> _WHAT YOU WILL DO_
Copy every one of the entries below word for word, leaving each line unchanged.
— Begin TASK MATERIAL —
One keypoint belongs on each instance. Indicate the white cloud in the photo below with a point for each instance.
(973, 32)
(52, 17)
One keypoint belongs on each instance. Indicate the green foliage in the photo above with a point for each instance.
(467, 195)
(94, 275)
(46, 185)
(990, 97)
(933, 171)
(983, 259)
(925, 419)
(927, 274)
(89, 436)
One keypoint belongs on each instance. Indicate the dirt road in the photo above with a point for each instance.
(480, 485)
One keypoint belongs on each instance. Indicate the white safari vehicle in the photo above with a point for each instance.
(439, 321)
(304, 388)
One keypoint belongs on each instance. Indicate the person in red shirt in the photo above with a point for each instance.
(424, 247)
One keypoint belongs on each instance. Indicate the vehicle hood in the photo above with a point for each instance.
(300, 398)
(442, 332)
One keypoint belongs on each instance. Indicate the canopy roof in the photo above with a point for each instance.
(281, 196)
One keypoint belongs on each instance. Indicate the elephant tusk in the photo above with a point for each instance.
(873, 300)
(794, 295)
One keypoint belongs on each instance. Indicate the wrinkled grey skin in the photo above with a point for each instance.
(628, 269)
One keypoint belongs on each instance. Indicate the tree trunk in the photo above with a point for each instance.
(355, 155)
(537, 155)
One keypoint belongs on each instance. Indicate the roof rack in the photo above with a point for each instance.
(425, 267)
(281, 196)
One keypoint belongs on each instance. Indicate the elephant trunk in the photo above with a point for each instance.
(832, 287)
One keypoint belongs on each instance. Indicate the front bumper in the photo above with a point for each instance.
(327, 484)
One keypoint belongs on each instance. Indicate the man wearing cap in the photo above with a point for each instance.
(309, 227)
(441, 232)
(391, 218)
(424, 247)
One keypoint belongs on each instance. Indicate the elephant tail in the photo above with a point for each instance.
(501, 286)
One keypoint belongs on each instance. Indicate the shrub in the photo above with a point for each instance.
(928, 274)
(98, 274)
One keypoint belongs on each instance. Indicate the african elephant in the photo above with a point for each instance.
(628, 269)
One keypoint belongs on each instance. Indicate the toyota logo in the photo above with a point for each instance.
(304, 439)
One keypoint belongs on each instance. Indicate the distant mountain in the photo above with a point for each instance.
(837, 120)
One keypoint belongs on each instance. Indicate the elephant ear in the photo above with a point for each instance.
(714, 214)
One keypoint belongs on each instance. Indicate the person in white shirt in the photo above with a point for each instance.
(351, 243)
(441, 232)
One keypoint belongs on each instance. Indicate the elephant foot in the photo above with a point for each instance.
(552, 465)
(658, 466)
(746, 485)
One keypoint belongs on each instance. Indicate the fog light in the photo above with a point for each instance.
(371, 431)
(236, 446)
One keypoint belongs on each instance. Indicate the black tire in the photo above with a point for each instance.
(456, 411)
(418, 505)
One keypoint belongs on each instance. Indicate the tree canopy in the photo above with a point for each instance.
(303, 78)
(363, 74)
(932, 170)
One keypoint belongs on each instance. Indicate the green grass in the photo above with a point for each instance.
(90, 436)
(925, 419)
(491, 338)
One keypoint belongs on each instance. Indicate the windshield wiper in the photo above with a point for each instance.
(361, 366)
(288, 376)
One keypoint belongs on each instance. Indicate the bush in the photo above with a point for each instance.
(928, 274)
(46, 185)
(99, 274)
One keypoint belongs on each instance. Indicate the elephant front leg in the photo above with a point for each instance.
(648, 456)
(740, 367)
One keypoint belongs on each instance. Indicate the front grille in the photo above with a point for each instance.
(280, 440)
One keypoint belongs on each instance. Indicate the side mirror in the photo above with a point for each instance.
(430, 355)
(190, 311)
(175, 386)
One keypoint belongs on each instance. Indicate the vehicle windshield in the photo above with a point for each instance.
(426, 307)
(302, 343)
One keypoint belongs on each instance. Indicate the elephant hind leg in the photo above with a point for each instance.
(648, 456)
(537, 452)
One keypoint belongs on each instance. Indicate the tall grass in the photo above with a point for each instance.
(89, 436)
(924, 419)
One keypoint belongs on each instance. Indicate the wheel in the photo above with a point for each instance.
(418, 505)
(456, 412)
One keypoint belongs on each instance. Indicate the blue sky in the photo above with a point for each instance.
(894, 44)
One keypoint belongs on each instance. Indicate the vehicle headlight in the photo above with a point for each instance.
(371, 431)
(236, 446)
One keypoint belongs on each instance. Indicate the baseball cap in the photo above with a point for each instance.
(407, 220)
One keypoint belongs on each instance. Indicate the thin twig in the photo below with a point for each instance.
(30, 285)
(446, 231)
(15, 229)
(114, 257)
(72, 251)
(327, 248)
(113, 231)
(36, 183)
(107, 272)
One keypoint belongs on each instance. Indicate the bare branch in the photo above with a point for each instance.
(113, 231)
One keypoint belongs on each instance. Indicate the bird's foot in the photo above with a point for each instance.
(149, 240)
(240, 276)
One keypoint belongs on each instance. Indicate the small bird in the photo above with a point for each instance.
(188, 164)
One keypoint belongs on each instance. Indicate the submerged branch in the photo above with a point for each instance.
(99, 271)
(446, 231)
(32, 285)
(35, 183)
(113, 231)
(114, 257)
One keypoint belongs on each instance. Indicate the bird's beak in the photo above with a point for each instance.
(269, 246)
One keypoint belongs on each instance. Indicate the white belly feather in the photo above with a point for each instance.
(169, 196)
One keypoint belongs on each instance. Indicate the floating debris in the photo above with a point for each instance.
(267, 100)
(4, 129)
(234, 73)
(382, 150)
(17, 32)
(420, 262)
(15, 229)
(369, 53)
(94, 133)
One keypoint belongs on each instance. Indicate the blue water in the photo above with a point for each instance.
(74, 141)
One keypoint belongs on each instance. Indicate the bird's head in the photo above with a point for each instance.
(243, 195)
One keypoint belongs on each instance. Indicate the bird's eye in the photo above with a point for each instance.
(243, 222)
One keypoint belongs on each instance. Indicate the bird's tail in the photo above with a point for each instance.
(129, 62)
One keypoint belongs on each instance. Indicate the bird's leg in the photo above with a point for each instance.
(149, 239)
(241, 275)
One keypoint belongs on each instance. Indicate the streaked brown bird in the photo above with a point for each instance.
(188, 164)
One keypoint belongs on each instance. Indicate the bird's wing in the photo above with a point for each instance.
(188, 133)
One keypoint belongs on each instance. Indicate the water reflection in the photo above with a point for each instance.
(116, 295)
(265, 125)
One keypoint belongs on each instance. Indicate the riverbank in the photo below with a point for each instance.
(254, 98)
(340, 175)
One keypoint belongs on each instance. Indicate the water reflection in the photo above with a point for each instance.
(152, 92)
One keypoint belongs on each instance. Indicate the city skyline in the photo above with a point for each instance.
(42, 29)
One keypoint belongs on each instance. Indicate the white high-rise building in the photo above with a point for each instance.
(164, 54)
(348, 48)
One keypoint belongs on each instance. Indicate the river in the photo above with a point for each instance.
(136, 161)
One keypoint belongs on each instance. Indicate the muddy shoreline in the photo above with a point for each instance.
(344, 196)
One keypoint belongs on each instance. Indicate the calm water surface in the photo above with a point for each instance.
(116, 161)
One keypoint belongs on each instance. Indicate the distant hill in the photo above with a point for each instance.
— End TASK MATERIAL —
> _SOLUTION TO THE PROBLEM_
One keypoint belongs on each instance. Indicate the white cloud in the photo below with a point for each instance.
(973, 32)
(52, 17)
One keypoint belongs on each instance. Indicate the green foliage in the photo above with a point for each instance.
(467, 195)
(94, 275)
(46, 185)
(990, 97)
(933, 171)
(983, 259)
(925, 419)
(927, 274)
(89, 436)
One keypoint belongs on each instance. Indicate the dirt road in the photo above with a point for each instance.
(480, 485)
One keypoint belongs on each instance. Indicate the white safari vehicle in the photo above with a point for each instance.
(439, 321)
(304, 388)
One keypoint belongs on each instance. Indicate the person in red shirt in the photo above with a point for each instance.
(424, 247)
One keypoint belongs on each instance. Indicate the vehicle hood in the photo above with a point for each instance.
(300, 398)
(442, 332)
One keypoint belongs on each instance. Indicate the canopy roof in the photo above with a point for each instance.
(281, 196)
One keypoint belongs on each instance. Indicate the elephant tusk in the photo above with a point for each instance.
(873, 300)
(794, 295)
One keypoint belongs on each instance. Indicate the wrinkled grey skin in the photo above with a point for each instance.
(628, 269)
One keypoint belongs on each instance. Indicate the tree trunk in the photo above with a point for each instance.
(355, 155)
(537, 155)
One keypoint belongs on each instance. Indicate the roof rack in the photo above with a point for each instance.
(425, 267)
(281, 196)
One keypoint belongs on each instance. Indicate the elephant trunk in the photo above with a point for each instance.
(832, 287)
One keypoint belongs on each instance. Indicate the front bumper in the photo above with a point for each instance.
(327, 484)
One keypoint belongs on each instance. Indicate the man wearing cap in the photo above with a point for each instance.
(309, 227)
(441, 232)
(391, 218)
(424, 247)
One keypoint belongs on each instance. Indicate the elephant tail in the photo above with a point for each instance.
(501, 286)
One keypoint belongs on each instance. Indicate the shrub in the photo above with a point for each instance.
(928, 274)
(98, 274)
One keypoint belongs on each instance. Indicate the african elephant in the photo above with a point for each instance.
(628, 269)
One keypoint belongs on each instance. Indicate the toyota logo in the photo above with a point for each instance.
(304, 439)
One keypoint belongs on each instance. Indicate the distant mountain in the photo above with a point for each instance.
(837, 120)
One keypoint belongs on each instance. Indicate the elephant ear in the photo above with a point for each instance.
(714, 214)
One keypoint belongs on each instance. Indicate the person in white shirt in the photo above with a point for each instance.
(351, 243)
(441, 232)
One keypoint belongs on each instance. Indicate the elephant foot in the photo above with a point for each instance.
(552, 465)
(658, 466)
(746, 485)
One keypoint belongs on each instance. Indicate the fog light in the photo above with a point for each instance.
(371, 431)
(236, 446)
One keypoint belongs on each instance. Indicate the black tire in the photo above with a point for each instance.
(456, 411)
(418, 505)
One keypoint belongs on each instance. Indicate the tree canopy in the photo above with a point for each instance.
(303, 78)
(363, 74)
(932, 170)
One keypoint belongs on each instance. Indicate the green grass in the photo above with a point for each instance.
(90, 436)
(925, 419)
(491, 338)
One keypoint belongs on each instance. Indicate the windshield wiper in the photo above with a point for each instance.
(361, 366)
(288, 376)
One keypoint belongs on each instance. Indicate the bush in the photo above with a point for each instance.
(928, 274)
(46, 185)
(99, 274)
One keypoint belongs on each instance. Indicate the elephant front leg in the photo above with a point for each instance.
(648, 456)
(740, 367)
One keypoint belongs on each instance. Indicate the front grille in the photo above with a point for each instance.
(280, 440)
One keypoint belongs on each instance. Indicate the side mirror in the photo above with a point for each instance.
(430, 355)
(190, 311)
(175, 386)
One keypoint belongs on each instance. Indicate the vehicle windshield in the photo above with a point for each instance.
(426, 307)
(302, 343)
One keypoint belongs on each instance. Indicate the elephant hind leg in the photo above with a point for each instance.
(648, 456)
(537, 452)
One keypoint belongs on each instance. Indicate the tall grass in the photo above with a point for each instance.
(89, 436)
(924, 419)
One keypoint belongs on each instance. Indicate the wheel in the photo above with a point for each instance.
(418, 505)
(456, 412)
One keypoint belongs on each instance. Indicate the blue sky in the photo above with a point for each instance.
(894, 44)
One keypoint belongs on each instance. Indicate the vehicle headlight in the photo above with a point for each instance.
(371, 431)
(236, 446)
One keypoint belongs on each instance. Indicate the baseball cap in the photo above with a point for each instance.
(407, 220)
One keypoint belongs on each instance. Indicate the thin twig in the photo below with a point for each instance.
(30, 285)
(446, 231)
(15, 229)
(114, 257)
(72, 251)
(327, 248)
(113, 231)
(36, 183)
(107, 272)
One keypoint belongs on each instance. Indicate the bare branch in the photo above with a point for each instance.
(113, 231)
One keypoint belongs on each instance. Indicate the bird's foot in the photo above with a point for each instance.
(149, 240)
(240, 276)
One keypoint belongs on each instance. Indicate the small bird in the photo above with a point for each instance.
(188, 164)
One keypoint belongs on each instance. Indicate the submerged branch in the photo above with a point for each instance.
(99, 271)
(446, 231)
(32, 285)
(35, 183)
(113, 231)
(114, 257)
One keypoint belongs on each instance. Indicate the bird's beak in the photo above with a point for each instance.
(269, 246)
One keypoint belongs on each instance. Indicate the white belly feather in the photo above with a point for each instance.
(169, 196)
One keypoint belongs on each instance. Indicate the floating debris in the photo above with a point for each instance.
(267, 100)
(4, 129)
(234, 73)
(382, 150)
(17, 32)
(420, 262)
(15, 229)
(369, 53)
(94, 133)
One keypoint belongs on each instance. Indicate the blue water in the photo above with a point for each instance.
(74, 141)
One keypoint belongs on each instance. Indicate the bird's head in the photo above with a point for each instance.
(243, 195)
One keypoint belongs on each instance. Indicate the bird's eye in the photo above with a point for each instance.
(243, 222)
One keypoint belongs on each instance. Indicate the bird's tail in the photo above with a point for each instance.
(129, 62)
One keypoint belongs on each instance. Indicate the bird's leg in the photo above with a point for each instance.
(149, 239)
(241, 275)
One keypoint belongs on each instance. Indicate the streaked brown bird in the photo above with a point for each instance.
(188, 164)
One keypoint belongs on each instance. Indicate the bird's wing in the photo above with a point for each instance.
(188, 133)
One keypoint belongs on each instance. Indicate the water reflection in the photo above with a point for each instance.
(116, 295)
(265, 125)
One keypoint belongs on each instance. Indicate the riverbank in the photo below with a point for each instance.
(254, 98)
(340, 175)
One keypoint belongs on each instance. Indicate the water reflection in the photo above with a point for each instance.
(152, 92)
One keypoint belongs on each instance. Indicate the city skyline in the photo above with a point for each instance.
(42, 29)
One keypoint belongs on each instance. Indicate the white high-rise building in the photo above with a point for each instance.
(164, 54)
(348, 48)
One keypoint belongs on each instance. Indicate the river in the photo above with a point for each instance.
(136, 161)
One keypoint belongs on each instance. Indicate the muddy shoreline in the photo above with a point for each instance.
(344, 196)
One keypoint belongs on each instance. Indicate the calm water surface in the photo above with a point for each instance.
(116, 161)
One keypoint belongs on each instance. Indicate the distant hill in the photo above with a point for each instance.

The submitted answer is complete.